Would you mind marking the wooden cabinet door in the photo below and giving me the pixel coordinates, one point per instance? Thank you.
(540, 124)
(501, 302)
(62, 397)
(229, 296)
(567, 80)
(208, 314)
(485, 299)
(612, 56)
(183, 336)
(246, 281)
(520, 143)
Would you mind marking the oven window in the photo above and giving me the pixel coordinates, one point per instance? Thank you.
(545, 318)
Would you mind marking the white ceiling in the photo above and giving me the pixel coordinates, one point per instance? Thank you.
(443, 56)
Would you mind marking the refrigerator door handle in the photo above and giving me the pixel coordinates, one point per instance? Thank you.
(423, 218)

○ ○ ○

◆ **ZADANIE DO WYKONANIA**:
Wypisz wszystkie powyższe wpisy bez żadnych zmian, zachowując każdy znak.

◆ **ROZWIĄZANIE ZADANIA**:
Would you mind marking the wooden cabinet door in the photo below and giving me the pixel coordinates, one point per instance? Thank you.
(540, 124)
(501, 302)
(62, 397)
(229, 296)
(567, 80)
(208, 314)
(485, 299)
(612, 56)
(183, 336)
(246, 281)
(520, 143)
Would you mind marking the oven window in the photo above and giving me the pixel coordinates, one point per instance? Thank you.
(545, 318)
Would you mind marking the white ceiling in the photo above and giving me the pixel coordinates, one point per instance? Thank you.
(443, 56)
Would you mind marking the refrigerator door handle in the photo above and giving me the pixel coordinates, one point per instance? Thank you.
(423, 218)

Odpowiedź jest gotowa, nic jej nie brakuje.